Word for word, transcribe every line below.

[Stored items from a collection]
——————

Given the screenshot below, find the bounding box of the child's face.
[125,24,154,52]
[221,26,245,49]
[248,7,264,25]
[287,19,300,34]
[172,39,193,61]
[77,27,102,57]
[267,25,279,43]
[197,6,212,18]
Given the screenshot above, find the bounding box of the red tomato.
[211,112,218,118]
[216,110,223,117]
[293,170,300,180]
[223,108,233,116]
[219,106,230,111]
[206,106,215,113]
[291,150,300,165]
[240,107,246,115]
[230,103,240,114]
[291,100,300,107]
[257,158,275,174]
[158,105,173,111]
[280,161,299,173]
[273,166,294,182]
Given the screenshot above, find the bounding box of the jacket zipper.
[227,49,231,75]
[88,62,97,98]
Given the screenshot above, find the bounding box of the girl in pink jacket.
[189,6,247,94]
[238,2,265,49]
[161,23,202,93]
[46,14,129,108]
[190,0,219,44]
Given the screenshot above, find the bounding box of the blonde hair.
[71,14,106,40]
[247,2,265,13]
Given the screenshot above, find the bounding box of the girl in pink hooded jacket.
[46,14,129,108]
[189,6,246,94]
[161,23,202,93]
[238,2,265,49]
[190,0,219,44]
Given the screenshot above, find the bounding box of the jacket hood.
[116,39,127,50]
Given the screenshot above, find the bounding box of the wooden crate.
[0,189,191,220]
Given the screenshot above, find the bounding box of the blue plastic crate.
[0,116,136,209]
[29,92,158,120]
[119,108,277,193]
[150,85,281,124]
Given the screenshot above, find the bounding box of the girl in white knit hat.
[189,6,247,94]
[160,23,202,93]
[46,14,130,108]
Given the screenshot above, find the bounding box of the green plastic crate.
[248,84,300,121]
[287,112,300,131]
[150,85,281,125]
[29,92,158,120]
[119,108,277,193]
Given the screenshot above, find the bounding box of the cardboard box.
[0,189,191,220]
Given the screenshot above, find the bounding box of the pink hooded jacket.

——————

THE ANSWER:
Given the screenshot below, find the bounding box of the child's face.
[125,24,154,52]
[221,26,245,49]
[248,7,264,25]
[287,19,300,34]
[172,39,193,61]
[77,27,102,57]
[267,25,279,43]
[197,6,212,18]
Given the screenshot above, find the bounding box of the red tomato.
[211,112,218,118]
[216,110,223,117]
[293,170,300,180]
[223,108,233,116]
[219,106,230,111]
[206,106,215,113]
[291,150,300,165]
[240,107,246,115]
[230,103,240,114]
[291,100,300,107]
[257,158,275,174]
[158,105,173,111]
[280,161,299,173]
[273,166,294,182]
Given the screenshot above, find the bounding box of the jacket zipper.
[227,49,231,75]
[88,62,97,98]
Given the screenshot above, find the bounding box of the girl in pink jacket.
[189,6,247,94]
[238,2,265,49]
[161,23,202,93]
[46,14,129,108]
[190,0,219,44]
Given the screenshot above, find the bounding box of the blonde hair.
[71,14,106,40]
[247,2,265,13]
Given the screenshot above, find the bounding box of the girl in pink hooded jacket.
[46,14,129,108]
[189,6,246,94]
[161,23,202,93]
[238,2,265,49]
[190,0,219,44]
Given the screenshot above, find the bounding box of the jacket hood.
[116,39,127,50]
Given the screenshot above, find the bounding box of the wooden crate.
[0,189,191,220]
Given the screenshot above, find the bounding box of the blue plastic crate.
[0,116,136,209]
[29,92,158,120]
[119,108,277,193]
[150,85,281,124]
Given the screenshot above, find the bounding box of the girl in white knit hat.
[189,6,247,94]
[160,23,202,93]
[46,14,130,108]
Given the screenshot above, find the bounding box of the green plastic crate.
[248,84,300,121]
[287,112,300,131]
[150,85,281,125]
[29,92,158,120]
[119,108,277,193]
Given the screenshot above, find the bounding box of the cardboard box.
[0,189,191,220]
Given the screenshot above, find the bounding box of the pink hooded jacket.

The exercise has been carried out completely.